• **GIVEN ENTRIES**
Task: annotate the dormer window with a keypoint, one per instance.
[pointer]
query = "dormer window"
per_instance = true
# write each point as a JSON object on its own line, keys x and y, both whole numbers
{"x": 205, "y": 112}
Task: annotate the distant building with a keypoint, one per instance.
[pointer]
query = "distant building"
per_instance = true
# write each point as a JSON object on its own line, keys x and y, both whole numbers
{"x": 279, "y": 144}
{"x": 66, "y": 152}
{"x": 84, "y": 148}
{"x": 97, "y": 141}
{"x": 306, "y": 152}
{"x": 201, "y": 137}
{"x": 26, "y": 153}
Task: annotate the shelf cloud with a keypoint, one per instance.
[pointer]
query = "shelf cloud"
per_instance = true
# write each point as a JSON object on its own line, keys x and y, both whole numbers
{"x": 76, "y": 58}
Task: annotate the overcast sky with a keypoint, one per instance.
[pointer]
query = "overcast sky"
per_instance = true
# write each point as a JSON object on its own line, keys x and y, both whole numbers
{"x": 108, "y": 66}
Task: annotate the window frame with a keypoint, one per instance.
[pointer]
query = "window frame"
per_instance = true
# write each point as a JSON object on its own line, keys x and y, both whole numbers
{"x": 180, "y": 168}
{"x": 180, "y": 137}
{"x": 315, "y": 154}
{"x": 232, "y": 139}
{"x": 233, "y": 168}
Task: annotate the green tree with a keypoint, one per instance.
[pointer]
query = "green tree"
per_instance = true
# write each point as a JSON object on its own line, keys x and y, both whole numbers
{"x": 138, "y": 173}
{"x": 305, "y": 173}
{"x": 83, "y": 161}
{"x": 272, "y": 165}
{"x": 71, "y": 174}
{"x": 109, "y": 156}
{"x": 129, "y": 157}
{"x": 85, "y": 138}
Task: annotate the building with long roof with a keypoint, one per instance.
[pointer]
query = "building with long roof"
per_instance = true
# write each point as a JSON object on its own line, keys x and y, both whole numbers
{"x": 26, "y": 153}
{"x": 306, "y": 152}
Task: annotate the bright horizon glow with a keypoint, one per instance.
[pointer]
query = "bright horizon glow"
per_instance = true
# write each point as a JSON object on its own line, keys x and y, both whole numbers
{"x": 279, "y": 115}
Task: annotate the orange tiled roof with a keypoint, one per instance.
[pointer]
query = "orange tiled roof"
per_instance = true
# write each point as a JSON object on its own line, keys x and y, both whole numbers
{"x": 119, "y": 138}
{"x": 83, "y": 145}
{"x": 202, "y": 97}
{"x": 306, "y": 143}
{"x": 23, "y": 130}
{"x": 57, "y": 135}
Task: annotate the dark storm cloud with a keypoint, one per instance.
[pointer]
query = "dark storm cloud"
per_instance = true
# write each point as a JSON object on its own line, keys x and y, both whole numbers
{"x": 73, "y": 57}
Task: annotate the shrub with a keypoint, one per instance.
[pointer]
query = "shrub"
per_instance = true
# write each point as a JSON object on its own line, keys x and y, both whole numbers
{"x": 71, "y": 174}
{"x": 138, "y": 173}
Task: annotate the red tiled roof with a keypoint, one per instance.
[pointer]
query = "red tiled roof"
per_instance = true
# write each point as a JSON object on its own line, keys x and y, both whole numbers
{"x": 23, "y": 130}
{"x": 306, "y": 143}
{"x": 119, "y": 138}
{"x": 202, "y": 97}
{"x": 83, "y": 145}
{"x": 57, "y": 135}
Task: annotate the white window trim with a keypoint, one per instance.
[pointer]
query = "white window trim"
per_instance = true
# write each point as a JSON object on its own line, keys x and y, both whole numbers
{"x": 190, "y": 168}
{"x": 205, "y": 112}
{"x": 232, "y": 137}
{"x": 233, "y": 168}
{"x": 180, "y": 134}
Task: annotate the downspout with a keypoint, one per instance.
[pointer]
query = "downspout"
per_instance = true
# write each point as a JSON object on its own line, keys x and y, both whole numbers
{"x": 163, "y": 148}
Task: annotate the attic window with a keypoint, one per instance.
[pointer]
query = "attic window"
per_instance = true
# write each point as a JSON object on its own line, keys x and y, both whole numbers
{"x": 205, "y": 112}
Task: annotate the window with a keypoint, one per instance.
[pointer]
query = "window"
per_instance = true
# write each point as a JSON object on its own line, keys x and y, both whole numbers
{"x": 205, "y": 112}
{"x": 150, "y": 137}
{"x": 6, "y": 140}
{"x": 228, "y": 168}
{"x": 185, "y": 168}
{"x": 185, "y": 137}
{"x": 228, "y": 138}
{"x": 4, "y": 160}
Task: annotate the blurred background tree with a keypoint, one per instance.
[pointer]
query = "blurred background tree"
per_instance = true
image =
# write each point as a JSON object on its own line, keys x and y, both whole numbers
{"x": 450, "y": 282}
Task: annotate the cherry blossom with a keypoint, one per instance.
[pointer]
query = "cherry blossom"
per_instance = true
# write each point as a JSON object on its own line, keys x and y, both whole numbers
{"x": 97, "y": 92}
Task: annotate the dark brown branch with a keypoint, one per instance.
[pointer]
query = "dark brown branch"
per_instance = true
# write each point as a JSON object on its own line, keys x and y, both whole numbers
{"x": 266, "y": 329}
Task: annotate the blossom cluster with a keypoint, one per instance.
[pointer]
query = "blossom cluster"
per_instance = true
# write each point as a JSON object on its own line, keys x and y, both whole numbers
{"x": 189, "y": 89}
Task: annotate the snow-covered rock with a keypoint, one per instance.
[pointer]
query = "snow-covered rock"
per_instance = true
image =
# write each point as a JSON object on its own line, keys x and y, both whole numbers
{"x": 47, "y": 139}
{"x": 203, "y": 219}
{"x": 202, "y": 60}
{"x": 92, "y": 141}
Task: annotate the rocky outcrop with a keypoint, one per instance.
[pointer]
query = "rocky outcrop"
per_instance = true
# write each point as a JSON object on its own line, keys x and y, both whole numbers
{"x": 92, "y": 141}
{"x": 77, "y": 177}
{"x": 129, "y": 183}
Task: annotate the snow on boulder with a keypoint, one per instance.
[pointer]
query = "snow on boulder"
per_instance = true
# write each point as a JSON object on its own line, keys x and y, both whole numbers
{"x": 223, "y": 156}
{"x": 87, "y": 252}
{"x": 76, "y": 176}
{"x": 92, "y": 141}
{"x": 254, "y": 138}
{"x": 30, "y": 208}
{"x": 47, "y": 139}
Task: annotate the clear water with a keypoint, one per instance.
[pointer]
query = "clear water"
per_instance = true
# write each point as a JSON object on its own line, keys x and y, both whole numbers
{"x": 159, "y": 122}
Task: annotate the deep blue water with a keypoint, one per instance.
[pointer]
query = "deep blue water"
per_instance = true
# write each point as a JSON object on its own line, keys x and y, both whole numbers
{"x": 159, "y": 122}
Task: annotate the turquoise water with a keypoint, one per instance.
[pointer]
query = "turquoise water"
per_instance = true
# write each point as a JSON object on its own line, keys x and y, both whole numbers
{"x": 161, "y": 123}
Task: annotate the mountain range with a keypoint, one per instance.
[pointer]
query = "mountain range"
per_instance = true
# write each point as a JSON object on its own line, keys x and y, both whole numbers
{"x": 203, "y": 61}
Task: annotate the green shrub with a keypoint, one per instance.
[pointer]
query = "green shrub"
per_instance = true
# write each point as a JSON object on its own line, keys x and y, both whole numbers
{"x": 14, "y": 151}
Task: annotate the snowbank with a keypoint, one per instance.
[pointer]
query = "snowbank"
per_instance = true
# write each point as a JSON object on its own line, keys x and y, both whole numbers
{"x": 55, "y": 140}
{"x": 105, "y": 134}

• **GIVEN REQUEST**
Reproduce only the lines running from the one with "Task: annotate the mountain" through the final line of the listing above, both ends included.

• **REPLY TO THE EXERCISE**
Task: annotate the mountain range with a keypoint, one per instance.
[pointer]
query = "mountain range"
per_instance = true
# write each point as a JSON object on its own line, keys x and y, both whole numbers
{"x": 203, "y": 61}
Task: annotate the green shrub with a keypoint, one per instance.
[pointer]
query = "green shrub"
per_instance = true
# write each point as a JSON object on its own line, keys x and y, both whole numbers
{"x": 14, "y": 151}
Task: annotate the snowbank with a keypoint, one per instance.
[pointer]
query = "snowbank"
per_instance = true
# write each point as a JSON object on its own line, keys x and y, both whole numbers
{"x": 55, "y": 140}
{"x": 105, "y": 134}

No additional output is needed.